WHAT TO WORK ON:
1. Translate this sentence from the blog post on real world homework into Spanish: "I thought about how boring workbook pages are for homework."
2. In the blog post on real world homework, rewrite the part from "So one day a" up to and including "Homework was created!", replacing "workbook pages" with "textbook exercises".
3. Write the next few sentences of the blog post on real world homework, picking up after its last sentence.

-- START OF QUOTED PASSAGE --

Real World Homework

Posted by Kara Parker on February 14, 2012 in 5 Homework/Enrichment, Class Routines, Most Popular

So one day a few years back, I was watching the show “The Real World” while lesson planning. I thought about how boring workbook pages are for homework. They just copy someone’s answer during breakfast or before class anyways. Their tag line “find out what happens when people stop being polite and start getting real…” made me think. What if homework was “real?” What would that look like?  So then the Real World Homework was created!

I went to the coffee shop to meet my friend Rachel C. and the ideas started flowing! So for the food unit, they can bring in a box with cooking directions in TL (target language), print a recipe in TL, try a TL restaurant, order in TL, bring in a dish, find a TL song with 3 food words, etc. We tried to vary the modes and the multiple intelligences on the tasks. We realized that students were finding the resources that we spent hours finding! Brilliant.

-- END OF QUOTED PASSAGE --
-- START OF COLLECTED MATERIAL --

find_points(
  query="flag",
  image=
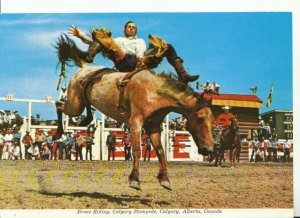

-- END OF COLLECTED MATERIAL --

ANSWERS:
1. Pensé en lo aburridas que son las páginas del cuaderno de ejercicios como tarea.

2.
So one day a few years back, I was watching the show “The Real World” while lesson planning. I thought about how boring textbook exercises are for homework. They just copy someone’s answer during breakfast or before class anyways. Their tag line “find out what happens when people stop being polite and start getting real…” made me think. What if homework was “real?” What would that look like?  So then the Real World Homework was created!

3.
Real World

Next we added some student choice. We said that they only had to do 5 of the 10 activities. Also we put blank boxes so students can add their own ideas after approval. Talk to your Cuban neighbor about the foods he loves? Sure!

Finally we made a system to organize it and add a dash of fun: stamps. I have all kinds of Spanish ones! The homework is formatted where I stamp it after they show it to me (usually during independent work time). It’s either completed, or not. No “grading” right or wrong! It is due by the end of the unit, or sometimes I’ll say I need a certain one done by a date so I can use them in class the next day. Sneaky, huh? 🙂 It also has helped when a student finishes early in class. Now they have something they can work on independently.

I assign it at the beginning of the unit and decide how many they need to complete (usually 5 or so). Since it’s due on the last day of the unit, I like to have a stations day to review and practice right before the summative unit assessment. I set up one station to be me to check their Real World’s. I love having this time to chat with them about what they found.

I find that this creates a more authentic homework that students end up enjoying. They spend more time doing this than those workbook pages. This is no way perfect yet. I find that each time I reteach the unit, I add more authentic ones to replace a “forced” one. We have several already created in our Mercado.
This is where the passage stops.